=== The records ===
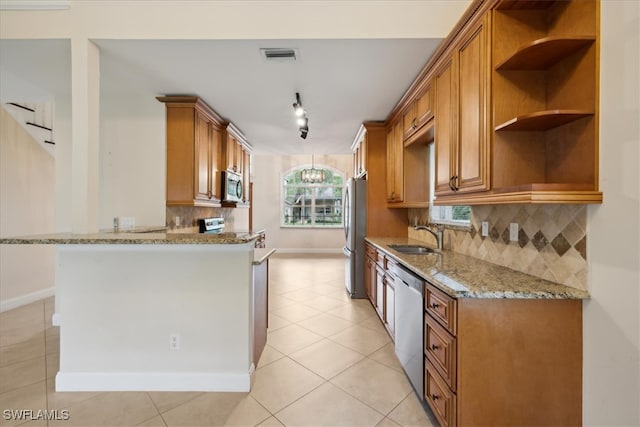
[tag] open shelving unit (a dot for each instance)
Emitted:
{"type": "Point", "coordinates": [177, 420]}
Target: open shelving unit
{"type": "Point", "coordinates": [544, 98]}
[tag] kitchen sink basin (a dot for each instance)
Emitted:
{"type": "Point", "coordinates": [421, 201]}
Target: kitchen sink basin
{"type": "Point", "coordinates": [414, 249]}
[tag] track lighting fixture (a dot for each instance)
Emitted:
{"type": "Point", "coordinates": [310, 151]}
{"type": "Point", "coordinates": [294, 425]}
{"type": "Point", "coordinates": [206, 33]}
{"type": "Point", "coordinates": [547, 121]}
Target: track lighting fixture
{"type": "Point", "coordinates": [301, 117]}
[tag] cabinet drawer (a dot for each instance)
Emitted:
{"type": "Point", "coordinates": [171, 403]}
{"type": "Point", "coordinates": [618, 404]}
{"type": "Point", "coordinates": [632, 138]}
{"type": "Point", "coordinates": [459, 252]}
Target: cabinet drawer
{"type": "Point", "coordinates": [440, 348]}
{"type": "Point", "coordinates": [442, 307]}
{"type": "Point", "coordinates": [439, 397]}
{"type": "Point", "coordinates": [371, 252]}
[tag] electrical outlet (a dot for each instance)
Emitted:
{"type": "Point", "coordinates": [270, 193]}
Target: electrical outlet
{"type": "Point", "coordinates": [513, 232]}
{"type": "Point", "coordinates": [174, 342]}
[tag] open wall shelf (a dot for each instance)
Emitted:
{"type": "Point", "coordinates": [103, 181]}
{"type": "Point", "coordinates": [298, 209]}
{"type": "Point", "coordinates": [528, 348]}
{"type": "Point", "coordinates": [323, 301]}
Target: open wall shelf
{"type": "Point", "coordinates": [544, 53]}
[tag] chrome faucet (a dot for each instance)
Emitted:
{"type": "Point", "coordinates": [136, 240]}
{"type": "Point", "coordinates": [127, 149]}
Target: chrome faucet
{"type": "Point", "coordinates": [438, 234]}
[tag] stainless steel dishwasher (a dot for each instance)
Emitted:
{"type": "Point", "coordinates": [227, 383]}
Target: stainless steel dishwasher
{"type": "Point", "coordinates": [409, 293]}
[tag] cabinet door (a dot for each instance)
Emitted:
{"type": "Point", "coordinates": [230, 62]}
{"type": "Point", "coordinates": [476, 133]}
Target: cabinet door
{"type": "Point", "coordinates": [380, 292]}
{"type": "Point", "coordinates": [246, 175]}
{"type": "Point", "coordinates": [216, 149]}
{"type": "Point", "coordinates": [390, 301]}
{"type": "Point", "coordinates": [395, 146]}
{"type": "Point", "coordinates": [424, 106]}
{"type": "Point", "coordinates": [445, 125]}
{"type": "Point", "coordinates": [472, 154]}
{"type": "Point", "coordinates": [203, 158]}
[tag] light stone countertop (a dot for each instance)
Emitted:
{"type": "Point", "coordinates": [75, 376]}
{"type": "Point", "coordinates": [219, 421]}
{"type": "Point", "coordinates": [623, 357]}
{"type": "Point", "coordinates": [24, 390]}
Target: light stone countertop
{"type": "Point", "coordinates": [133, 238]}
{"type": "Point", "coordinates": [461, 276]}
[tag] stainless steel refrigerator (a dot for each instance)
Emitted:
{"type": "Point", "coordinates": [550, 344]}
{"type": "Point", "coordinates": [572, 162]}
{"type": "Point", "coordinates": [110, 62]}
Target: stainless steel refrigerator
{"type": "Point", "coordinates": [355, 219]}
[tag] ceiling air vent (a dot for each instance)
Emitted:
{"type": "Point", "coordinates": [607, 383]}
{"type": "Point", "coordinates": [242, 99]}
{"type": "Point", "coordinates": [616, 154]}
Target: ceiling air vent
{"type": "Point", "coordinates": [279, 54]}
===
Answer with one number, namely how many lines in the records contain the string "instance".

12